_WORK INSTRUCTIONS_.
Count the lines in the records below that contain the string "boat", treating uppercase and lowercase as different, and give only the number.

_THE DATA_.
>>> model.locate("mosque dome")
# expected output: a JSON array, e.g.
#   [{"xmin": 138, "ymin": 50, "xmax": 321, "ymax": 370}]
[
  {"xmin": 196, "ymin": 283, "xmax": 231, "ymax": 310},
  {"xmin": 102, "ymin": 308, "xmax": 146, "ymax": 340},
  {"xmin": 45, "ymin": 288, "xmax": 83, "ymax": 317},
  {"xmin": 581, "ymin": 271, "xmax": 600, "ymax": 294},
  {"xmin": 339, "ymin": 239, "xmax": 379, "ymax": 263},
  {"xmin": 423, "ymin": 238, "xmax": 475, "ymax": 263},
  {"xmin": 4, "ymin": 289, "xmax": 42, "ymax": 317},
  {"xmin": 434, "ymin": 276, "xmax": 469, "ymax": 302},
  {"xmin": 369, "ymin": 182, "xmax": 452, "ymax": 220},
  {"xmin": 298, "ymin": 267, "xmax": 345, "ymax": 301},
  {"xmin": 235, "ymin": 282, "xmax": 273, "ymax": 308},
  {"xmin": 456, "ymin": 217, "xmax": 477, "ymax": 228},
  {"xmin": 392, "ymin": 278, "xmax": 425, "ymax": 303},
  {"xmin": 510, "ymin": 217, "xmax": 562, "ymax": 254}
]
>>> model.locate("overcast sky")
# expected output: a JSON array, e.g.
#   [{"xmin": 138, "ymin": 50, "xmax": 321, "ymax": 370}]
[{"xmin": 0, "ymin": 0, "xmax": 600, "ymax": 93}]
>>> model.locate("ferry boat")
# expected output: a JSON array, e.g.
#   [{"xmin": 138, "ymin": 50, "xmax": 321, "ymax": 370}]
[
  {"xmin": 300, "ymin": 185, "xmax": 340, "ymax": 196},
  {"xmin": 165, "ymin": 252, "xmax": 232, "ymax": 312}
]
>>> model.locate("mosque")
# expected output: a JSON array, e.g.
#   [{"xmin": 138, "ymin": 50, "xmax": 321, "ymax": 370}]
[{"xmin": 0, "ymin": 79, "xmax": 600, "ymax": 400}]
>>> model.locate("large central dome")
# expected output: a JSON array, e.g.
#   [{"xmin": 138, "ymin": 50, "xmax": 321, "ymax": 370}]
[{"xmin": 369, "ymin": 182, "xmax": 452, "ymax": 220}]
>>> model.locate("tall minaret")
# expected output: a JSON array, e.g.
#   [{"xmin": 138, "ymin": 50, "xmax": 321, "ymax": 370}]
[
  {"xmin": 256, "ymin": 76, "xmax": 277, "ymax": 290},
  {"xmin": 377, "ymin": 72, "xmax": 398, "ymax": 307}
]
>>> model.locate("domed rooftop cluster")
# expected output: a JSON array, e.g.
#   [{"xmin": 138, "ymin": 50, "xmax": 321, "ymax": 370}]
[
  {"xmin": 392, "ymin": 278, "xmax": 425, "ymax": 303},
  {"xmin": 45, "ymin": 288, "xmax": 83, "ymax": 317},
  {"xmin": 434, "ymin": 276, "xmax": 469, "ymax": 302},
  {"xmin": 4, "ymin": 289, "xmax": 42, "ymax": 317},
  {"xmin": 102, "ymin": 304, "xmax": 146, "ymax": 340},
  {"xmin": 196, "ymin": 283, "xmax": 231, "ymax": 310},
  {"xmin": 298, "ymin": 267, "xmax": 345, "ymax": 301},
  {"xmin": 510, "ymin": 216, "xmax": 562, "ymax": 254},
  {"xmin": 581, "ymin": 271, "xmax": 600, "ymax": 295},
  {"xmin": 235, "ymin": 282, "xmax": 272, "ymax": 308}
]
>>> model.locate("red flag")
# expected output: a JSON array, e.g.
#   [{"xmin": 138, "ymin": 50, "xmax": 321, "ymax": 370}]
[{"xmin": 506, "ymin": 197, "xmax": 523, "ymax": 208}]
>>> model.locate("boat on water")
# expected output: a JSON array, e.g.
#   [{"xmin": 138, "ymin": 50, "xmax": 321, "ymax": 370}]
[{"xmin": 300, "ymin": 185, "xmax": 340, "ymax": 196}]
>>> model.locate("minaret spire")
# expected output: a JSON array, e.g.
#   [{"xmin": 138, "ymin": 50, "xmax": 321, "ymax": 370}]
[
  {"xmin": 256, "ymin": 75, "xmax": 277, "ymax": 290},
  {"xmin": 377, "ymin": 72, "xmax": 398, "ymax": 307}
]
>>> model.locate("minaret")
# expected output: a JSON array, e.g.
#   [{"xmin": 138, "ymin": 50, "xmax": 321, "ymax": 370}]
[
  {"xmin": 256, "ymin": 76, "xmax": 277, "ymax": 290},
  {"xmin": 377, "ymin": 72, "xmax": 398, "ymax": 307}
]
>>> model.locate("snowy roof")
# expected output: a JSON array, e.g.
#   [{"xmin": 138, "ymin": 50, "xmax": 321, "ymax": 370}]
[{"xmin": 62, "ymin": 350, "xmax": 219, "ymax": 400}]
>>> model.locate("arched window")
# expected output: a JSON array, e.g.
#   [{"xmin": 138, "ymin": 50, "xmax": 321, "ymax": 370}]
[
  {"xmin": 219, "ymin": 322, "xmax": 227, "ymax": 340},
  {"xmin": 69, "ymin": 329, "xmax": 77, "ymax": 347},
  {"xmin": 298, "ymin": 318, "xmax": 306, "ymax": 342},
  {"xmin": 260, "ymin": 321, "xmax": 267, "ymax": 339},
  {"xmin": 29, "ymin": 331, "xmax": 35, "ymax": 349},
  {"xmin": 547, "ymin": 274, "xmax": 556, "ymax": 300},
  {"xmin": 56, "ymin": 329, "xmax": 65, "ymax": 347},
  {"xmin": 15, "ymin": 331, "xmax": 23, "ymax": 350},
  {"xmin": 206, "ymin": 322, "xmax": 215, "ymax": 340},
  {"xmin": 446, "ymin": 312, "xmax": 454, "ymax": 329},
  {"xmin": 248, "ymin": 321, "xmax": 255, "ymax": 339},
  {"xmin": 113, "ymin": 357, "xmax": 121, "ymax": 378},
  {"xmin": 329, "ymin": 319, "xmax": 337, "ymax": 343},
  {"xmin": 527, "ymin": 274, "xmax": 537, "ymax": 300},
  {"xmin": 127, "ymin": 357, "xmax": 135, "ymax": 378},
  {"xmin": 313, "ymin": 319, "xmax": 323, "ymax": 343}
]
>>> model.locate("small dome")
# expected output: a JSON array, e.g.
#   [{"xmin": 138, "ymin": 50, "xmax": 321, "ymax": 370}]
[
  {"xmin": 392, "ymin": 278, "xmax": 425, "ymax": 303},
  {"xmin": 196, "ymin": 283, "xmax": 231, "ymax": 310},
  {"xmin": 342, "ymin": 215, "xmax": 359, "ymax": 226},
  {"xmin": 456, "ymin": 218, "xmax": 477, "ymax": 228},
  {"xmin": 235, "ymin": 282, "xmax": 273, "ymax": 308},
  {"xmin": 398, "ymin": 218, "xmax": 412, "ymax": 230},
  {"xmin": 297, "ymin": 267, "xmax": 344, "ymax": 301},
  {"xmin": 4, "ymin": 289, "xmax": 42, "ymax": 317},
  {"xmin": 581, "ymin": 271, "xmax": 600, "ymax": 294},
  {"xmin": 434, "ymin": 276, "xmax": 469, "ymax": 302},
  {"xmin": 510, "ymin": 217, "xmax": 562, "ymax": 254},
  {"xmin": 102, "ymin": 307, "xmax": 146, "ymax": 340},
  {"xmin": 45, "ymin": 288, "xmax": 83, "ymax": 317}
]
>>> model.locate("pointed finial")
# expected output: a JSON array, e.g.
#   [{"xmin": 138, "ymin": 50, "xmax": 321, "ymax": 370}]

_REPLY_.
2